Work to complete:
• A. Answer these questions using the colloquium announcement, one answer per line:
(i) Where will the talk be held?
(ii) How many Old English spellings does the first case study use?
(iii) Which historical corpus does the second case study draw on?
• B. Translate this sentence from the colloquium announcement into Spanish: "Infrequent words turn out to be somewhat longer on average than expected, and frequent words somewhat shorter."
• C. In one to three sentences, explain why the first case study in the colloquium announcement trains a grapheme-to-phoneme model.

Text section:

───

The next talk in our 2025-2026 McGill Linguistics Colloquium Series will be given by Dr. Márton Sóskuthy (The University of British Columbia) next Friday, November 7th at 3:30pm at Leacock 232. The details of the talk are given below.
Title: Sound change and lexical shifts in the emergence of Zipf’s Law of Abbreviation in English
Abstract: Zipf’s Law of Abbreviation is a famous statistical pattern whereby frequent words tend to be shorter than infrequent ones. Large-scale studies have found this pattern both in multi-billion word collections of texts from well-resourced languages (e.g. Piantadosi et al. 2011), as well as smaller collections of texts from close to a thousand languages (Bentz et al. 2016). Yet there are still glaring gaps in our knowledge of the fine details and origins of this pattern. This talk attempts to fill these gaps through a careful investigation of the pattern in historical data and corpora from English supplemented by statistical and computational modelling.
The first case study looks at changes between Old English (OE) and Modern English (ME) to see whether we find changes to the shapes of words in line with Zipf’s Law. In order to do this, a grapheme-to-phoneme (G2P) model is trained and used to generate expected ME pronunciations for 1,500 OE spellings. These are compared with their actual ME pronunciations in terms of their length. Infrequent words turn out to be somewhat longer on average than expected, and frequent words somewhat shorter. However, the correlation is relatively weak, and much of it is carried by items of very high frequency.
The second case study looks at how referring forms shift in response to changes in the frequency of the underlying concept in the COHA historical corpus (e.g. plane overtaking airplane as the frequency of the concept increases). This resource-intensive study uses LLMs to disambiguate words in context (e.g. plane ‘surface’ vs. plane ‘flying vehicle’) and a Monte Carlo resampling method to find non-trivial correlations between time series. A key finding is that the length of referring forms adapts to the frequency of the concept when that frequency increases, but does not show changes otherwise.
Finally, I present simulation results that show how Zipf’s Law of Abbreviation may emerge in a simple model of communication even in the absence of any explicit pressure for short forms to be prioritised in frequent contexts.

───

Source information:
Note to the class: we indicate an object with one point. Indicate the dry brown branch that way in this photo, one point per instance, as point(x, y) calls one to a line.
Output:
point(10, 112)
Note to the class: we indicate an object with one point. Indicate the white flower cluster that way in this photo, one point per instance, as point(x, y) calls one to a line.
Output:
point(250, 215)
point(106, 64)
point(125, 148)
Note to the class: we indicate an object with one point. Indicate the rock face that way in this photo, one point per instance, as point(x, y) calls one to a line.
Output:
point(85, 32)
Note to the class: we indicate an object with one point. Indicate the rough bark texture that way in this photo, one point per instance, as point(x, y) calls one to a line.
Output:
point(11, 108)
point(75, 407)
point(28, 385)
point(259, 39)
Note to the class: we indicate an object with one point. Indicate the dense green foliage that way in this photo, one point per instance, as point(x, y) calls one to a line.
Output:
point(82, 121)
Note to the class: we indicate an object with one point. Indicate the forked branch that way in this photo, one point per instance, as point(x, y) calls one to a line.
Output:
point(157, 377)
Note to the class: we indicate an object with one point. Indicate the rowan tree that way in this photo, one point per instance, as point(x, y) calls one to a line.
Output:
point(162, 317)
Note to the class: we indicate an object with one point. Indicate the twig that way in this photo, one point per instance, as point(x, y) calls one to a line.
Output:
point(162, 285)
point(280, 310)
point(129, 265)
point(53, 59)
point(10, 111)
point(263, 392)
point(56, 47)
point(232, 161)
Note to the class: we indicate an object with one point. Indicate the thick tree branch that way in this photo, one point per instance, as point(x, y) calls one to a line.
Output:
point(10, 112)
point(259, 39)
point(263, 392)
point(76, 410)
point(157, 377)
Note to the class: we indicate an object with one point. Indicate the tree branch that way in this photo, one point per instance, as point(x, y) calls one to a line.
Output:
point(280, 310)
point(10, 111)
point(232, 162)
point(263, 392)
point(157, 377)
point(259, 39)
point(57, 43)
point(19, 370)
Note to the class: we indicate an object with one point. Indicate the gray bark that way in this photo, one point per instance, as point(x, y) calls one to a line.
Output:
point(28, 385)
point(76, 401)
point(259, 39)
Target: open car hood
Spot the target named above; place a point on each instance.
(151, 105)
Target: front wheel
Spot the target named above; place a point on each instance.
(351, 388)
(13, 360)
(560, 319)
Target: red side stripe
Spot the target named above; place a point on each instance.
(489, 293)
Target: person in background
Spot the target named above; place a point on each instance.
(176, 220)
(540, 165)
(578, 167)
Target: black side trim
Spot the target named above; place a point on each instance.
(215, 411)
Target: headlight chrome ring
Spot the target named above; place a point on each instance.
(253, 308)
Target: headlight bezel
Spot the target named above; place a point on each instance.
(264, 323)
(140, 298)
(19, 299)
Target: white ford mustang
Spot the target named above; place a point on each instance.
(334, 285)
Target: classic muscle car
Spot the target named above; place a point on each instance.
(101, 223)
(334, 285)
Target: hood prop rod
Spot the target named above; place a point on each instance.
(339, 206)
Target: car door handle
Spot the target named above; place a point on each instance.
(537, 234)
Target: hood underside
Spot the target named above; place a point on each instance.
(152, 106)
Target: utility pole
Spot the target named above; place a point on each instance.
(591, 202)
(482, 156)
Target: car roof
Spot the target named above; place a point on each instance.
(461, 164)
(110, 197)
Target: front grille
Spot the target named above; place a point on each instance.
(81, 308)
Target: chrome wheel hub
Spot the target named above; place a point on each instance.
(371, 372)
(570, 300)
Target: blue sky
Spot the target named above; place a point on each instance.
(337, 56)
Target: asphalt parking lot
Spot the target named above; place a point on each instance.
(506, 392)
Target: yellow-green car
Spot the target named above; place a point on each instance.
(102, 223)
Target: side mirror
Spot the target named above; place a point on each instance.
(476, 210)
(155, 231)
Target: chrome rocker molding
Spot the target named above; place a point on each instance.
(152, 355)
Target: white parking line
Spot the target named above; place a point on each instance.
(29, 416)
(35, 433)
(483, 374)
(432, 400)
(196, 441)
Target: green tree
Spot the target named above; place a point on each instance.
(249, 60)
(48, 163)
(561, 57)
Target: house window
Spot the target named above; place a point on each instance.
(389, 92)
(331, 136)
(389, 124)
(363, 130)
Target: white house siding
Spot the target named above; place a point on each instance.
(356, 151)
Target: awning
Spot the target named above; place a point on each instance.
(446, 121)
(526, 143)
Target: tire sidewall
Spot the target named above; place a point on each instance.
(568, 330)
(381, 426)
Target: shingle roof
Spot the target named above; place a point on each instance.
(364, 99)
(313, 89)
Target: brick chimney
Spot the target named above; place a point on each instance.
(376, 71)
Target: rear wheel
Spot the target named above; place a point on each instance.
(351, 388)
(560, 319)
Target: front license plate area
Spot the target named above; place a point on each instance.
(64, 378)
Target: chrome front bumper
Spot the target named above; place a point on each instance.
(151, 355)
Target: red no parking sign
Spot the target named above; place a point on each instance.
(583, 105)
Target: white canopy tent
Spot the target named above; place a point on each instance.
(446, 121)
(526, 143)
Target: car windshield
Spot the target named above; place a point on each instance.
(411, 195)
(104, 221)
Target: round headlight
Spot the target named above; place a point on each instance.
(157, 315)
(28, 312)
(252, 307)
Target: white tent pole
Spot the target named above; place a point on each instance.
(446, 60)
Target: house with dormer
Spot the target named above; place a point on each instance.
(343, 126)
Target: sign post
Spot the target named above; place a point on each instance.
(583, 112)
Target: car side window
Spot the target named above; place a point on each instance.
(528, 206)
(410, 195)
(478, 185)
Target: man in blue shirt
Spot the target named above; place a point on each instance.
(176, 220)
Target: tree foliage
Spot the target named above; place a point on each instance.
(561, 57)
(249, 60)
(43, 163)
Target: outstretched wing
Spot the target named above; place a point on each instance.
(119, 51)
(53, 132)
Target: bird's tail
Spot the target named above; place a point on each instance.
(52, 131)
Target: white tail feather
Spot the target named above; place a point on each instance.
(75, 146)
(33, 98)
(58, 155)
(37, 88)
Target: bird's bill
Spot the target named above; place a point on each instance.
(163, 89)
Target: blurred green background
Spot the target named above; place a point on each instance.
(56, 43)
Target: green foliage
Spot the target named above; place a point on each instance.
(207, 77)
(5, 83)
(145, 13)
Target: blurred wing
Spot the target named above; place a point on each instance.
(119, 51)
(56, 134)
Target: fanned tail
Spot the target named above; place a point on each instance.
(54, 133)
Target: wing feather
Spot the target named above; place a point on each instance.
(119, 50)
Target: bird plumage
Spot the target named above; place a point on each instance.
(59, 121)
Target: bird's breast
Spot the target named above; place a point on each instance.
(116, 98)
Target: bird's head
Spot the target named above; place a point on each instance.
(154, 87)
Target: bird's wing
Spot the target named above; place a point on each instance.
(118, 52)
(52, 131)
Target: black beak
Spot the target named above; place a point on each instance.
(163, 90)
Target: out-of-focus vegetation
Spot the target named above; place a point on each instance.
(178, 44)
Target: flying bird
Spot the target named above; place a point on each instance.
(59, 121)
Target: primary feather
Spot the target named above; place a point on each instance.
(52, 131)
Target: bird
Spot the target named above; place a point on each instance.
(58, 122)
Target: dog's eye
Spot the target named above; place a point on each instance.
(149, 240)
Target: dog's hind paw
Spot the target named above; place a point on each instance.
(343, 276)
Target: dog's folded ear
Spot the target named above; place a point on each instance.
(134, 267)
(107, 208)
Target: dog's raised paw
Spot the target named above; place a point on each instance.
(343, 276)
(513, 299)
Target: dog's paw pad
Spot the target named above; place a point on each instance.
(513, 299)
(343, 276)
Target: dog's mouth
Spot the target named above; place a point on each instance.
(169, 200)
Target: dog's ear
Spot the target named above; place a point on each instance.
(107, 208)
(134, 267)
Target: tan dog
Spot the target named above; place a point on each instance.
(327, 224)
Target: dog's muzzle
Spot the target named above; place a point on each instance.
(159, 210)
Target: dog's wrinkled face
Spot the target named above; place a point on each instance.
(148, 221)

───

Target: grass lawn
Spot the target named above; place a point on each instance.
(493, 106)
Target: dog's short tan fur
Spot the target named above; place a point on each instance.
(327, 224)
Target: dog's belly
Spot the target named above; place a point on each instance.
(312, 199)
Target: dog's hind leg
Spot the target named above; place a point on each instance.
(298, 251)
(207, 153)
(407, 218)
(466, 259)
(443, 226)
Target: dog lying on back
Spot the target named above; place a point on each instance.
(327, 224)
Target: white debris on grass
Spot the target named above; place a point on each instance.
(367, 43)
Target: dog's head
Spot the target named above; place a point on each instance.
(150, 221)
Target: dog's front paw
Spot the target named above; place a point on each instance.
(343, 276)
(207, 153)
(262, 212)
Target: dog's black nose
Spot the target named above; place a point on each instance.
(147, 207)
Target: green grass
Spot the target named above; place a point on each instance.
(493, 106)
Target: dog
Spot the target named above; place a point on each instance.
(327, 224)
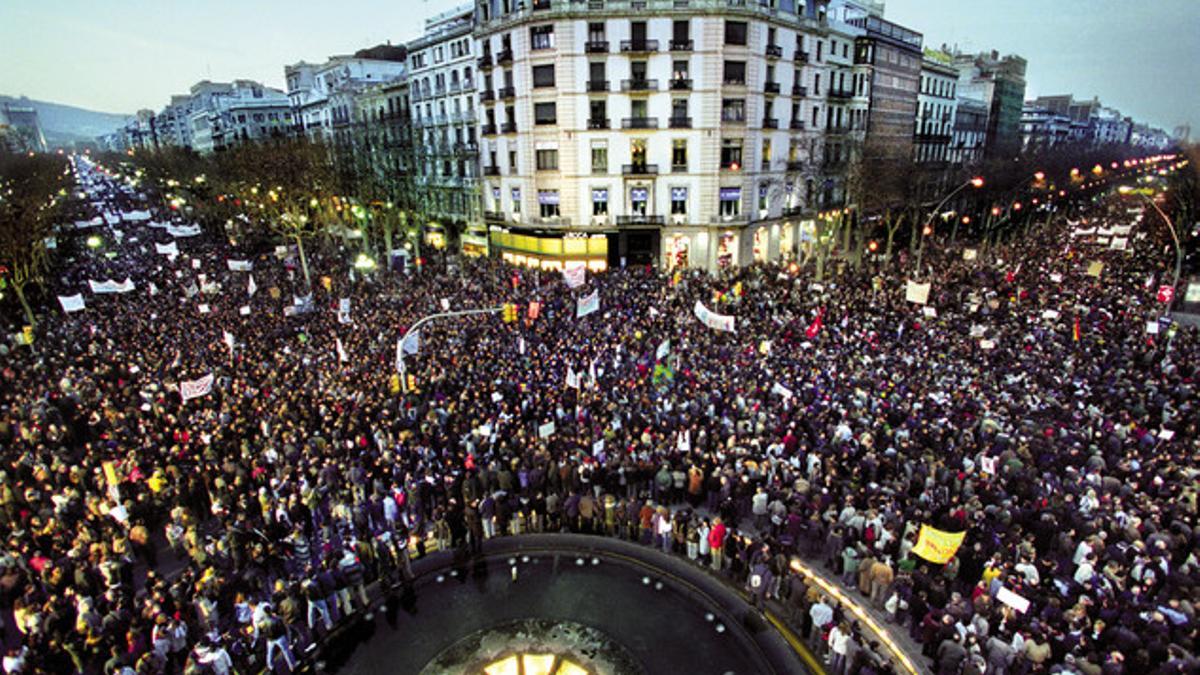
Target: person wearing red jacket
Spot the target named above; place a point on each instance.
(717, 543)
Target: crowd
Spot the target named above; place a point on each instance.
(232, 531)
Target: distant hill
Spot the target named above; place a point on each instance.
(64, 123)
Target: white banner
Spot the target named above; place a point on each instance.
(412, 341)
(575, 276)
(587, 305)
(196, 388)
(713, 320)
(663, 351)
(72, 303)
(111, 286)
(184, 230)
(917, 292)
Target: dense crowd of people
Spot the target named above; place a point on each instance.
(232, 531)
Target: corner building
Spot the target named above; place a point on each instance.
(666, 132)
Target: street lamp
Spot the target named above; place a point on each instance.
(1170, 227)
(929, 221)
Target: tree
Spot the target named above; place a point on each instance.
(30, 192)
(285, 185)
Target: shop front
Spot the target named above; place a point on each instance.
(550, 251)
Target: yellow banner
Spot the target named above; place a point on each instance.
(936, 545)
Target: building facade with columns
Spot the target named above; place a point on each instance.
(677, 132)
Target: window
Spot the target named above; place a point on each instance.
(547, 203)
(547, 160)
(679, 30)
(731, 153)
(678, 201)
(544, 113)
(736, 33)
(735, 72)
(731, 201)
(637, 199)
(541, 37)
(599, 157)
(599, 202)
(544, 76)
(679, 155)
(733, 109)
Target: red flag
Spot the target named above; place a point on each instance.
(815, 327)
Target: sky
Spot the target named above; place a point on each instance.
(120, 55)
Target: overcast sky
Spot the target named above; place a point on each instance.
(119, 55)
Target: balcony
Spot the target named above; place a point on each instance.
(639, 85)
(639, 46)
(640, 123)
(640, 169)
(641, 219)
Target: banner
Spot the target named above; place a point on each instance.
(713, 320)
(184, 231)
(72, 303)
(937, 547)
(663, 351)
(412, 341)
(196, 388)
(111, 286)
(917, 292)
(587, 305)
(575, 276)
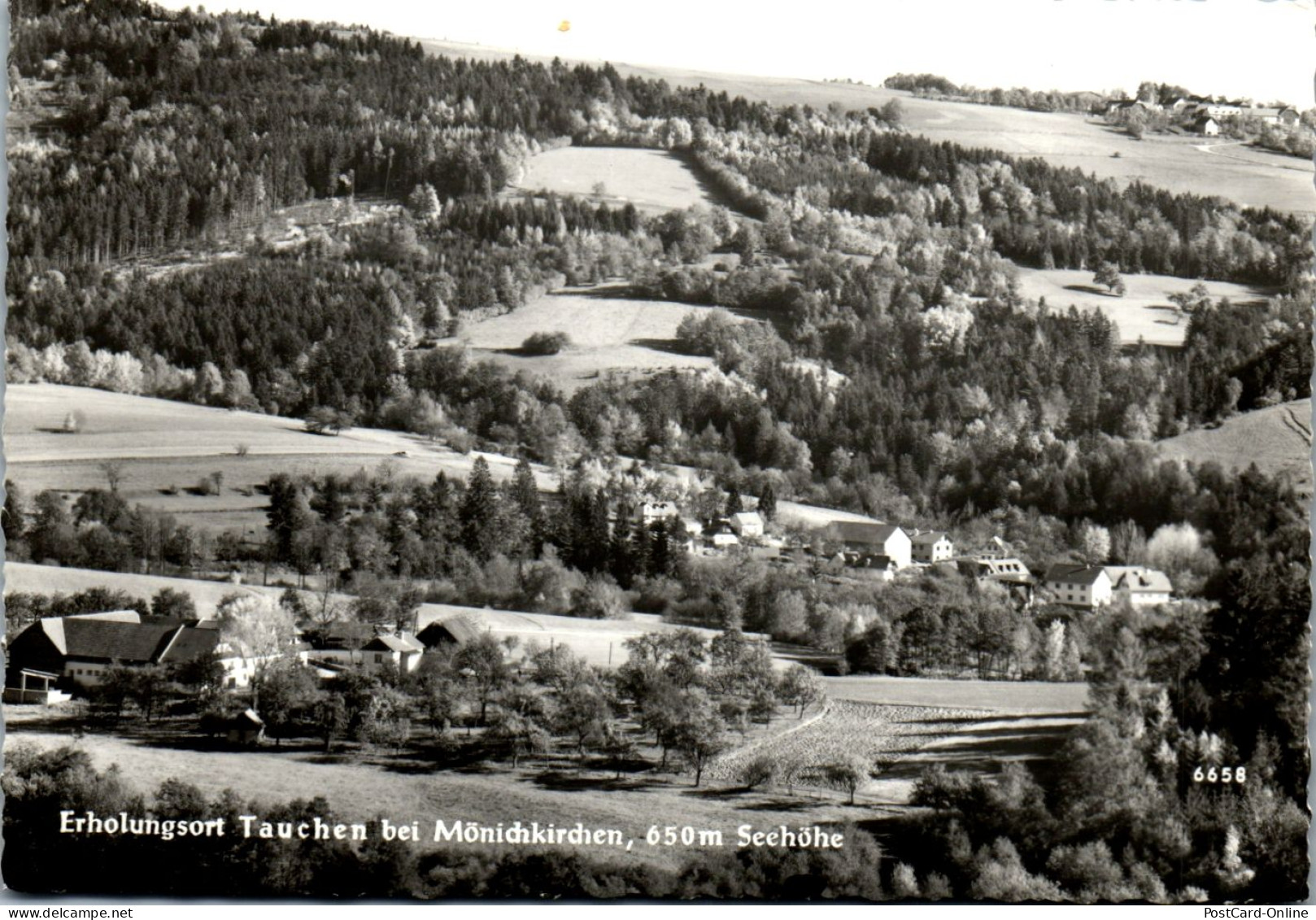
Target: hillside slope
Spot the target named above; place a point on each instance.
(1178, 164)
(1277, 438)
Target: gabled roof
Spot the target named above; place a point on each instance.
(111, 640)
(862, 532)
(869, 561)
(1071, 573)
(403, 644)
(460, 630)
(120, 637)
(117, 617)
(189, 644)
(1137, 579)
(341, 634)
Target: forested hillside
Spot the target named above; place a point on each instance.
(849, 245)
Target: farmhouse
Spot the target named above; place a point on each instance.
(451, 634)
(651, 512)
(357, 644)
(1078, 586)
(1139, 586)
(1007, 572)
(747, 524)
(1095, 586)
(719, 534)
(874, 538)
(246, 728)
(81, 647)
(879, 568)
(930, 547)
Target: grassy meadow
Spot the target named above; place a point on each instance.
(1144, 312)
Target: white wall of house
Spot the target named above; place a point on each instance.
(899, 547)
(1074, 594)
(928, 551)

───

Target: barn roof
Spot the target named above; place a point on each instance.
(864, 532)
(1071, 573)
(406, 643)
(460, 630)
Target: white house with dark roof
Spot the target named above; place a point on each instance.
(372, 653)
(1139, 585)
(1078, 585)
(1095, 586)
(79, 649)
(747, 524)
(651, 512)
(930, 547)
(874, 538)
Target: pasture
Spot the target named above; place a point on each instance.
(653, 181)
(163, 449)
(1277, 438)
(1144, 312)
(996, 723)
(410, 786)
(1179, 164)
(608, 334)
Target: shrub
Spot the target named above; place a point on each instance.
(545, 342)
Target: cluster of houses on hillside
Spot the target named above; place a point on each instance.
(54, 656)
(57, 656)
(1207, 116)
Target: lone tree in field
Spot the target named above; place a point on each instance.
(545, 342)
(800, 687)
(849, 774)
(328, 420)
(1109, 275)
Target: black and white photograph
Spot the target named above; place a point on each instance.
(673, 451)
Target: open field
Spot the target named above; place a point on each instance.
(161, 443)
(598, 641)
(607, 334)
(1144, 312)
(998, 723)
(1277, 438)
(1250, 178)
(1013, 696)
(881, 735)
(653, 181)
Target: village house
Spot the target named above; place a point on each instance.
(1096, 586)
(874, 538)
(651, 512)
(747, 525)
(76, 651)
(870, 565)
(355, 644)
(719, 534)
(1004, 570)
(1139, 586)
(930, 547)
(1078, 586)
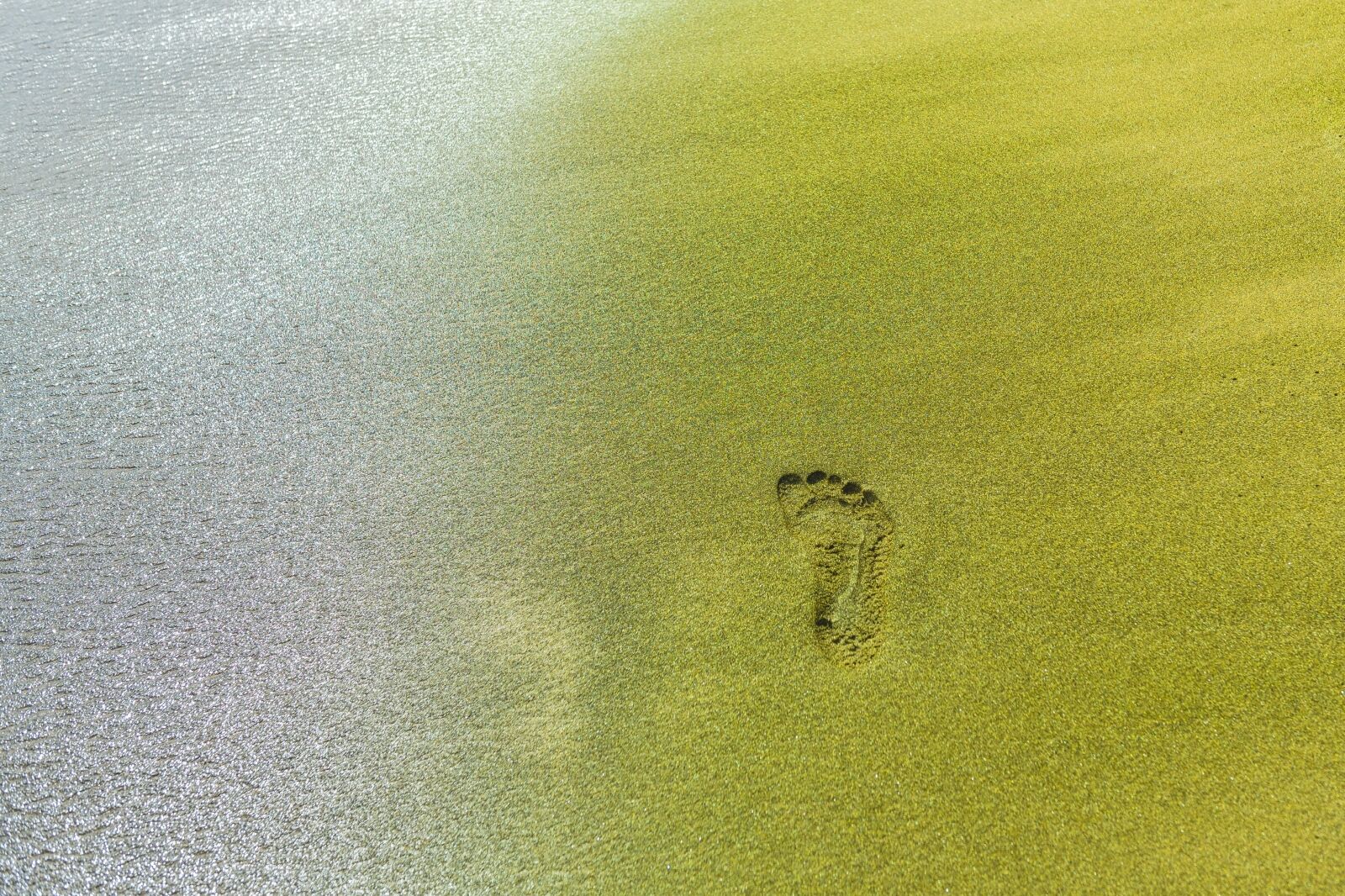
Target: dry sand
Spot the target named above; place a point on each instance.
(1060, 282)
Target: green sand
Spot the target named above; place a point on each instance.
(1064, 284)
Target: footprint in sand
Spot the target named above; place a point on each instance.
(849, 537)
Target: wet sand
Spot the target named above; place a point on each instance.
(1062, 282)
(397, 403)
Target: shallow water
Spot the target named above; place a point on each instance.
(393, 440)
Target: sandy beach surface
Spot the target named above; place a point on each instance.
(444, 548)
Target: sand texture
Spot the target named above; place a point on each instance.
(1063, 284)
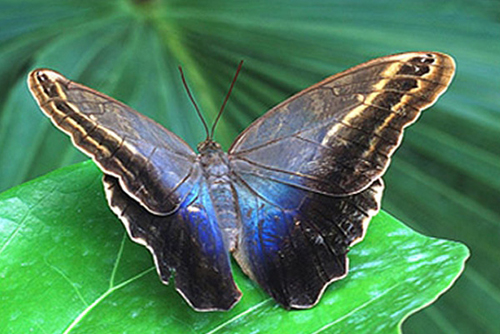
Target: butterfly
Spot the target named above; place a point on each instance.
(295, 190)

───

Solutions to the tasks:
• A.
(i) Leacock 232
(ii) 1,500
(iii) COHA

• B. Las palabras poco frecuentes resultan ser, en promedio, algo más largas de lo esperado, y las palabras frecuentes, algo más cortas.

• C. The model generates expected Modern English pronunciations for 1,500 Old English spellings, and the study compares their length with the actual Modern English pronunciations. This shows whether word shapes changed between Old English and Modern English in line with Zipf's Law of Abbreviation.